Problem to work on: Reproduce the part of the listing that opens with the line containing "point: shrub, one" and closes with the line containing "Target: shrub", with "marker" changed to "dot" and everything else unchanged. Leave the pictures out of your answer.

Recorded information:
*****

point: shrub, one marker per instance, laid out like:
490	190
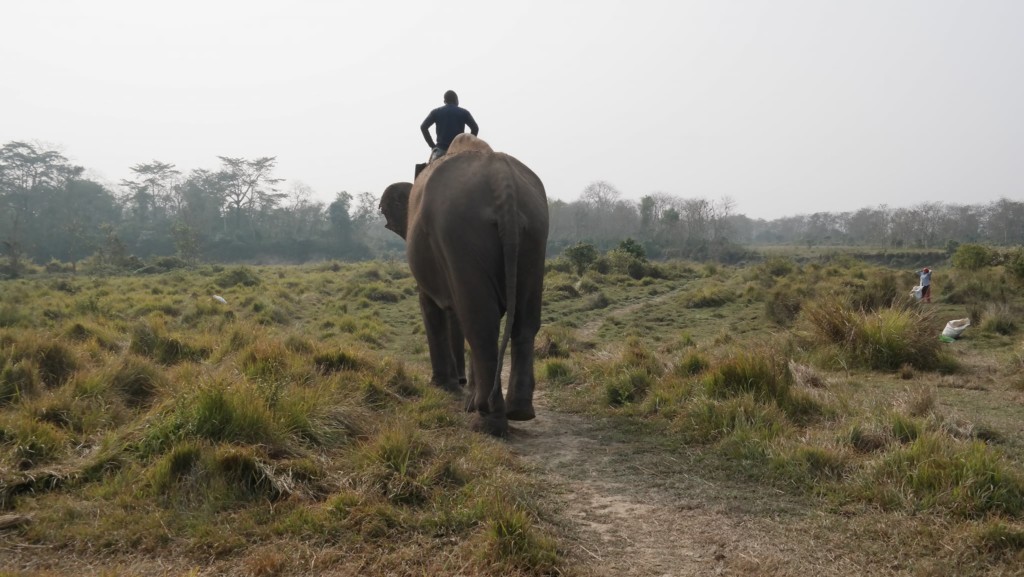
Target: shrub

*****

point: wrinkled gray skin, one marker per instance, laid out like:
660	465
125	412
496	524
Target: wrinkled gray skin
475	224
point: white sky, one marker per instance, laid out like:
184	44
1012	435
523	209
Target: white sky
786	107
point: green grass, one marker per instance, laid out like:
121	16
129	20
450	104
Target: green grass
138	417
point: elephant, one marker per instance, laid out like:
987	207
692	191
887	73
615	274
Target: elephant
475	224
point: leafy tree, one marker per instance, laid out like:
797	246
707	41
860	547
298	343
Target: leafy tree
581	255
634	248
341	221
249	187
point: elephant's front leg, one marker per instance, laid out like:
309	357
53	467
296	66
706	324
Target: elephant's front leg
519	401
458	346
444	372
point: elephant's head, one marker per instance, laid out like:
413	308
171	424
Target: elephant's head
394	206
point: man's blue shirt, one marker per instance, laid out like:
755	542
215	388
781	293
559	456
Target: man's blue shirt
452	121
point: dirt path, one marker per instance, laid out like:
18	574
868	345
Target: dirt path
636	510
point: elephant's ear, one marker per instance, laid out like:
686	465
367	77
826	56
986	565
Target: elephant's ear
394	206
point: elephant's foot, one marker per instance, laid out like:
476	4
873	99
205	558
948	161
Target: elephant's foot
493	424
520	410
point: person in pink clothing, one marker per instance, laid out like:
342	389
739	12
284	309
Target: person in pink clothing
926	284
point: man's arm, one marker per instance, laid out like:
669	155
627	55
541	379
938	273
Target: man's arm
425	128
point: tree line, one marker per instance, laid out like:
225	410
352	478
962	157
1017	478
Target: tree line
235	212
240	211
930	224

*****

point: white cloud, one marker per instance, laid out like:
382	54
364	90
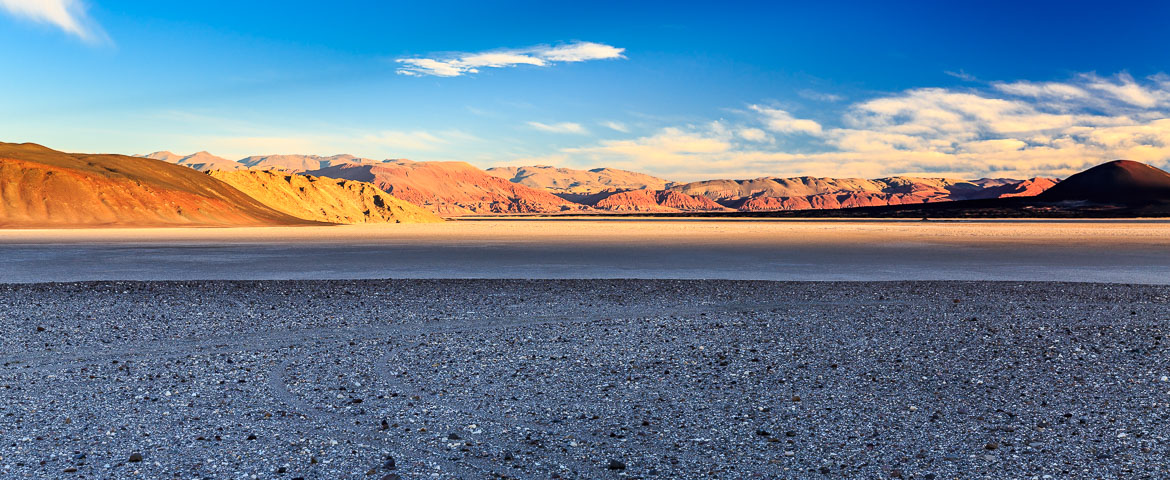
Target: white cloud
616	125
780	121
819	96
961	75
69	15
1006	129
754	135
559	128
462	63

*****

Exercise response:
point: shrub, one dot per instance, laid out like:
490	190
Target: shrub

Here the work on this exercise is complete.